GIVEN ENTRIES:

────

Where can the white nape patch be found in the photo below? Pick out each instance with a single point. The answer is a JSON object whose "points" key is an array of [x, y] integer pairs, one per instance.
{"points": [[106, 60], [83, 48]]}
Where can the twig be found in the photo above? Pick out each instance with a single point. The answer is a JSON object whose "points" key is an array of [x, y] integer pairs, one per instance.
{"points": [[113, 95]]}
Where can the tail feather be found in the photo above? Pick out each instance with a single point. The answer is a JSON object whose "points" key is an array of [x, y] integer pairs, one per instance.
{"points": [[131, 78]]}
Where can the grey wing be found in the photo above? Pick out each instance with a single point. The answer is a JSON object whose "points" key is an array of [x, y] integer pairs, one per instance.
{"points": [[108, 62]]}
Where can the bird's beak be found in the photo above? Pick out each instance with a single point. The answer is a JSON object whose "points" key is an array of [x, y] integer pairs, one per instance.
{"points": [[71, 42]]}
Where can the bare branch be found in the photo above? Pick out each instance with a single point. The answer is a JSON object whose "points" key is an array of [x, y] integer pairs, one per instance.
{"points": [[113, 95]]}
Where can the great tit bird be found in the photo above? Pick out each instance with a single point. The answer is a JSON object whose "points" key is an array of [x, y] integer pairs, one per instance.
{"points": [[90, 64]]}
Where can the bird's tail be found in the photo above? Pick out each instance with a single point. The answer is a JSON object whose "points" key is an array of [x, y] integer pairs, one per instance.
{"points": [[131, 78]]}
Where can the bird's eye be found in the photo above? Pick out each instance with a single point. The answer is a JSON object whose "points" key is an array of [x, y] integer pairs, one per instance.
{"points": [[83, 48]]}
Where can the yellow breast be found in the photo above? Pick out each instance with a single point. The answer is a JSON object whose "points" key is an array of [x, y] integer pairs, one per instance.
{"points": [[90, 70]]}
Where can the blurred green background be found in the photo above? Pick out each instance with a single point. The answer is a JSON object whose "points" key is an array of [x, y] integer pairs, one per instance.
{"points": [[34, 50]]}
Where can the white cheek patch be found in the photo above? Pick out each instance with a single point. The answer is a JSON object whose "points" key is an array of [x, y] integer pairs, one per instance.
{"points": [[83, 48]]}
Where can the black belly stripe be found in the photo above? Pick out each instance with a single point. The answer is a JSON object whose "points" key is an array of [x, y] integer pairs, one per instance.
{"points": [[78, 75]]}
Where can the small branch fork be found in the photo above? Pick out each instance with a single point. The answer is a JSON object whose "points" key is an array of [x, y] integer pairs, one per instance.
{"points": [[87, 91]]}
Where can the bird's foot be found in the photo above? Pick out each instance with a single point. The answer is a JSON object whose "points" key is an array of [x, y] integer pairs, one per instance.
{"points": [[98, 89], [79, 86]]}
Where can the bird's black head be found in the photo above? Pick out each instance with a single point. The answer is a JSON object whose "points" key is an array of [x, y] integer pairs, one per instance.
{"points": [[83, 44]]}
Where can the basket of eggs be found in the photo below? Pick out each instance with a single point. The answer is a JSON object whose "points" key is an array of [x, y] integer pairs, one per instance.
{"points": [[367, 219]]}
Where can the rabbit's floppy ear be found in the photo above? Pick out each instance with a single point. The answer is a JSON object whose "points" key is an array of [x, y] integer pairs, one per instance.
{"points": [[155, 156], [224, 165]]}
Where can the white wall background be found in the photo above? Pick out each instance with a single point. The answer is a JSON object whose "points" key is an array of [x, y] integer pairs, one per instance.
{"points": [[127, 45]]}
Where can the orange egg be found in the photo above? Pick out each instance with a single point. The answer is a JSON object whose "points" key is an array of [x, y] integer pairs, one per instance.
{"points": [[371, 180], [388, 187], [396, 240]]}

────

WORK TO COMPLETE: Rescale the listing above, starting at the line that contains "Where can the orange" and continuing through the end of the listing. Write those lines out again with the requests included, and multiply every x and y coordinate in the answers by 2.4, rounding to whole numbers with halves rounded up.

RESULT:
Where can the orange egg be found in the photo above? Pick out each instance with a single point. The answer is a JSON object whose "points" key is an array of [x, y] integer pairs, one per instance.
{"points": [[890, 432], [931, 449], [950, 576]]}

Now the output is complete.